_Task prompt:_ Resume the interview with cave explorer Hazel Barton below, starting right after its last line.

_Source text:_

• • • • • • •

Learn more about the field of cave exploration in this interview with Hazel Barton

Spotlight on cave explorer Hazel Barton

Q: How did you get into caving?

A: When I was fourteen, I took an Outward Bound course in England, and we went into a cave, and I just felt really comfortable. There were probably about thirty kids and one guide, and everybody was so scared, but it didn't faze me at all.

 

Q: How do you do what you do? Describe your work process.

A: Cave research is just one part of what I do. I'm trying to understand different kinds of extreme environments and the microorganisms that inhabit them, and the sky's the limit on what you would consider an extreme environment. For example, the human ear is an extreme environment because you've got the waxes and the acids and everything else in there. The tuberculoid lung, which I'm working on now, is also an extreme environment.

I go to these really cool places, like the Yucatan Peninsula, and collect samples, and other times I'm in the lab and I'm pouring a nasty lung out of a Ziploc baggie into a plate. Then we take the samples, and pull out the genetic signature of the organism we're interested in, in the lab. We compare it to everybody else's genetic signature to see how its DNA has changed over the course of evolution. That gives us an indication of where the organism is located on the tree of life and what chemicals and environmental factors it needs to survive.

 

Q: How many people are involved in what you do?

A: If I'm going on a caving trip, two or three, and there are sixteen people in the lab.

 

Q: What do you like/dislike about what you do?

• • • • • • •

_Records:_
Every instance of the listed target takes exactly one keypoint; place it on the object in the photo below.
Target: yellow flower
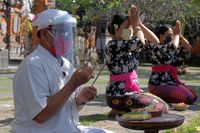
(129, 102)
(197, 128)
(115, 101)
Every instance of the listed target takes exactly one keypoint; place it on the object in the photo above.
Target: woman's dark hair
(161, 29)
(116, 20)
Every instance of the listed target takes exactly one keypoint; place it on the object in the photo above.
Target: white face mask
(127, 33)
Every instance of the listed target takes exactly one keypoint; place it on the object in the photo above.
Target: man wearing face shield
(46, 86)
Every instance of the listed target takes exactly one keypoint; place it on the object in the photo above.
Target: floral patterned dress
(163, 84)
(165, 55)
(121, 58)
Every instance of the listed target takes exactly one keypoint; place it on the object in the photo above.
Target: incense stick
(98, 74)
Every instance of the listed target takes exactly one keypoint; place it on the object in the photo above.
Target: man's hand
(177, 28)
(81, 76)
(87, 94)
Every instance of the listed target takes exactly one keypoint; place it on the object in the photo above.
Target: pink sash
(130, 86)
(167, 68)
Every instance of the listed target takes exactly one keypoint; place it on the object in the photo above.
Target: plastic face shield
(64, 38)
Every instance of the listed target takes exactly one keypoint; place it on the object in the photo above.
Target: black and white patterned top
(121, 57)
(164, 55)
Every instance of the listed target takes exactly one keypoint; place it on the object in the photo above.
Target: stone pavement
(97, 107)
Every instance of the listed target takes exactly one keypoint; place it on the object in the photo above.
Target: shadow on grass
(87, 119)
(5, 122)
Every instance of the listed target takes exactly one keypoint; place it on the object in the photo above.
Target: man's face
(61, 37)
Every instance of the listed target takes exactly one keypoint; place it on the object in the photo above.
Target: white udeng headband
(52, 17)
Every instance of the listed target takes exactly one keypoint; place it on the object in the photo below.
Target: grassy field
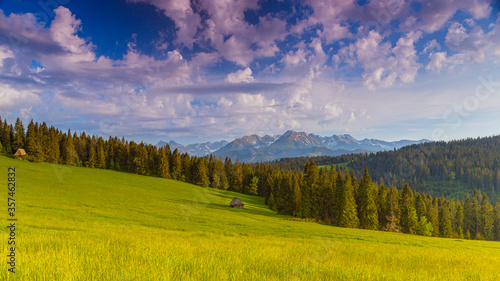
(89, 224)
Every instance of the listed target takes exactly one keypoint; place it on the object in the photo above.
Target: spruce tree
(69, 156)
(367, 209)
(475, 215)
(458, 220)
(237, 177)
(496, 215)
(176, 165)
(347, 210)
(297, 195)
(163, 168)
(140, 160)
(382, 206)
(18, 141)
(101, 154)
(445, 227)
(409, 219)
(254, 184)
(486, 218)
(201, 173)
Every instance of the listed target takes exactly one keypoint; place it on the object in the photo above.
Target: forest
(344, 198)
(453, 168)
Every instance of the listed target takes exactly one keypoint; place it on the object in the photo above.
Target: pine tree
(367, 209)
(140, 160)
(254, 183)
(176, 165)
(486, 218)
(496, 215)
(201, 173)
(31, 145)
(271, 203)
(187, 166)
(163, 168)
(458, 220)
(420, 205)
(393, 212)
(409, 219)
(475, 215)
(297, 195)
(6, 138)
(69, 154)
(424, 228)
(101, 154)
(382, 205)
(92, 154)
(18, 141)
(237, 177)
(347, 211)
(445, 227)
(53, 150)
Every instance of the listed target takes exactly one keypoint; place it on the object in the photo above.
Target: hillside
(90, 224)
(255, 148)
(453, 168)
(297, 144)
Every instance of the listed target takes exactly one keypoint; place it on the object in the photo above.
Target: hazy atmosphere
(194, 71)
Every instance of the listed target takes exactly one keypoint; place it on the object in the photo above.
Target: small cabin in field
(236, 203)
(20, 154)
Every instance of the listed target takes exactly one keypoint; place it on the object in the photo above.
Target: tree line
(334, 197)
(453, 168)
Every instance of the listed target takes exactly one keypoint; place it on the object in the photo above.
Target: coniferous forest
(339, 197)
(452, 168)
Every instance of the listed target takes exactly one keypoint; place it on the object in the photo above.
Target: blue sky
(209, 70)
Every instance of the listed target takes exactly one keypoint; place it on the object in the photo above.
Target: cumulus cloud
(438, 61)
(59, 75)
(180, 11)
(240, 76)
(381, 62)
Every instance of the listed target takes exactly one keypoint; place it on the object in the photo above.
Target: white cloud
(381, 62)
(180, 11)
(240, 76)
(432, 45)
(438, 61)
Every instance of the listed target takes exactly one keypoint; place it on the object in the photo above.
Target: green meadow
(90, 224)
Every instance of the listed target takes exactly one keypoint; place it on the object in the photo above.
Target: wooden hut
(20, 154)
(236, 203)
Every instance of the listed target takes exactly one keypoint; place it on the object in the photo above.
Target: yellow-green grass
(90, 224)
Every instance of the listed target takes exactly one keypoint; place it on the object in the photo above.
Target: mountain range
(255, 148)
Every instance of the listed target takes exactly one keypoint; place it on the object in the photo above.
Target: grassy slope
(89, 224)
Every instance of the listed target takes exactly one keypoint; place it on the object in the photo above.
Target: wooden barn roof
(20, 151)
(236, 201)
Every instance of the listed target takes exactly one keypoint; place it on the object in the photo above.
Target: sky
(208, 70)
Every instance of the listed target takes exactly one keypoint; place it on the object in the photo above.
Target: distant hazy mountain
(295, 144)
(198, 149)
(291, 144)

• • • • • • •

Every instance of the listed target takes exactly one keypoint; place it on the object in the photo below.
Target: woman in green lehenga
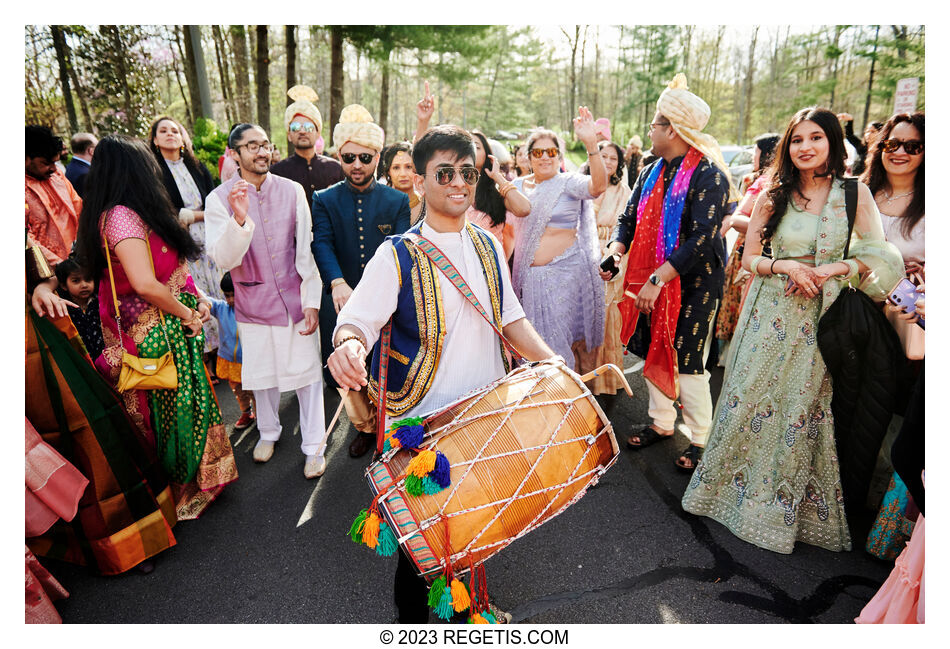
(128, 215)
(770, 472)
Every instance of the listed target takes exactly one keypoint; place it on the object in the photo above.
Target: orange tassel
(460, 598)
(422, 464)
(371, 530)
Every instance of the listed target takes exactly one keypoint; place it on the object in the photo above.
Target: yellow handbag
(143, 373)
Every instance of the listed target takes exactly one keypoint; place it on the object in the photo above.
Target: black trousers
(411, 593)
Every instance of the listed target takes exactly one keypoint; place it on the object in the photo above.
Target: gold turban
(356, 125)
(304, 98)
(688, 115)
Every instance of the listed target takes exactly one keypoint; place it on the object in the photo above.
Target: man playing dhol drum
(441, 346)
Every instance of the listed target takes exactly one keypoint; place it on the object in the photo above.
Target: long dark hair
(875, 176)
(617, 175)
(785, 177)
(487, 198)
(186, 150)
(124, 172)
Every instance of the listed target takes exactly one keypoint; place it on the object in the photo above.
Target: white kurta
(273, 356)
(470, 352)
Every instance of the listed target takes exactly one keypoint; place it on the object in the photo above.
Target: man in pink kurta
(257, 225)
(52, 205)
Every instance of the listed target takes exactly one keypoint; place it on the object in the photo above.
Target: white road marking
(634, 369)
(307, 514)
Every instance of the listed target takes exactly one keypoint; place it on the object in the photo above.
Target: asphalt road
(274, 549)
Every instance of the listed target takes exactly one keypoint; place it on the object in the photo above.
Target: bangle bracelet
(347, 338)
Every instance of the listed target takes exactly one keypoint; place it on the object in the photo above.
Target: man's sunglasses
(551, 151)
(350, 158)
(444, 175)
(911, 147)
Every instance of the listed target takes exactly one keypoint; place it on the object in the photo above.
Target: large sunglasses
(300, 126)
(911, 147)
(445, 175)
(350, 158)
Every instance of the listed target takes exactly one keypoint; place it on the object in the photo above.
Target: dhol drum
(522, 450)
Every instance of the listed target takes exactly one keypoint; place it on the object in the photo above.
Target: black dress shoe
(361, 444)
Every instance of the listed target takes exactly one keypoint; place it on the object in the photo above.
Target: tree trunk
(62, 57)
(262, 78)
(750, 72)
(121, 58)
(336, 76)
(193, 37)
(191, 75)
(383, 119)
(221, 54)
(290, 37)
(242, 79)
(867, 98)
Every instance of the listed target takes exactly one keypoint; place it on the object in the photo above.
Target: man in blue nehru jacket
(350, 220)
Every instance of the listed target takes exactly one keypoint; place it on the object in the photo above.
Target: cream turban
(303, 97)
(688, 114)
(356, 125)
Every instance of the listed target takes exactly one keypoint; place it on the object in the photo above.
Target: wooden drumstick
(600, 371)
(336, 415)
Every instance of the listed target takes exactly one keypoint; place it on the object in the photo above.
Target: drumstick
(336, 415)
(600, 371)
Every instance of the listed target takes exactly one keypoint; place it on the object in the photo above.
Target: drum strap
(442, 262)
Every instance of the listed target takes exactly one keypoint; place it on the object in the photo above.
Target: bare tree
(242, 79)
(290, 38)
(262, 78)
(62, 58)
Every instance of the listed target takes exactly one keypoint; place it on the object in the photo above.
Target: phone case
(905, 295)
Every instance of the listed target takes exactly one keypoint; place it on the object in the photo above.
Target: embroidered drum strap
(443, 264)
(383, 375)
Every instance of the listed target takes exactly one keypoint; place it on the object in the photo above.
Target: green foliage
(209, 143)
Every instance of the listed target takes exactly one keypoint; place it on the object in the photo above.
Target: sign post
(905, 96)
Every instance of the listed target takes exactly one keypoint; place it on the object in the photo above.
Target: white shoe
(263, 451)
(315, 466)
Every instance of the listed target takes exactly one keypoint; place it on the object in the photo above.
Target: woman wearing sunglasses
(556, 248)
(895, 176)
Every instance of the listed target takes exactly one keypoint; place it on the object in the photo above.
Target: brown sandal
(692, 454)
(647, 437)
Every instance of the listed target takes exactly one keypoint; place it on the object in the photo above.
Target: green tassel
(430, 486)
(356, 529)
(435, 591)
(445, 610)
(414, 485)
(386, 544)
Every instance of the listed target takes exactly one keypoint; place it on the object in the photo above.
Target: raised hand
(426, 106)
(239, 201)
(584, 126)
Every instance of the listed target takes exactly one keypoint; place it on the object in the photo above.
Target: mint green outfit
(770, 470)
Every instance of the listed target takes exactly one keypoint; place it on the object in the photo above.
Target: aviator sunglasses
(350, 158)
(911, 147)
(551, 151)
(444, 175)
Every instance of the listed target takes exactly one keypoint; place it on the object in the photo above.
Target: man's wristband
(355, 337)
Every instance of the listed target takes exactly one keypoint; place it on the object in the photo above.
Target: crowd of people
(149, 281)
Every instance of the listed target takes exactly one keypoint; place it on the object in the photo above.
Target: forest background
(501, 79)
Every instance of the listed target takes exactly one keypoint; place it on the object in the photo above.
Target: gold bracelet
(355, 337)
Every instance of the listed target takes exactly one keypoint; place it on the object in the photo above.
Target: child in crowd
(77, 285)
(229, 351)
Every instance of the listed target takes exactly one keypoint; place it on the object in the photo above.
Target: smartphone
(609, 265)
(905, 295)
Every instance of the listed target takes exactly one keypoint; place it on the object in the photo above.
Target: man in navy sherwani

• • • • • • •

_Answer to this exercise:_
A: A hundred and fifty years ago when Darwin described how the different kinds of life evolved and the phylogenetic relationships on the tree of life, he said it wouldn't be possible to describe bacteria in the same way until the tools were developed that allowed us to look at bacteria in new ways. Because of the developments in molecular biology over the past fifteen years, now we have these tools, and we can apply Darwin's theories to bacteria. That is really exciting.

Also, the medical implications are limitless. The problem we have is that ninety percent of antibiotics are useless. So with things like multi-drug-resistant strains of diseases like tuberculosis, you've got to come up with something that the bacteria that cause disease won't be able to defend against. We aim to find microorganisms from one of these alternate kingdoms that can help fight these diseases.

 

Q: What was high school like? Were you into caving?

A: When I was sixteen, I took a sports elective in caving in high school, and just started going on a weekly basis and never stopped.

 

Q: What other kinds of things do you do? What would you like to try?

A: I love photography. I've taken some great photojournalism courses. I like to climb mountains in the summer and cross-country ski in the winter.

 

Q: Tell us about your work with extremophiles.

A: We used to think that there were environments where life just couldn't survive, and we are finding that that's not the case. We are finding microscopic organisms, or bacteria, that can. We call them extremophiles...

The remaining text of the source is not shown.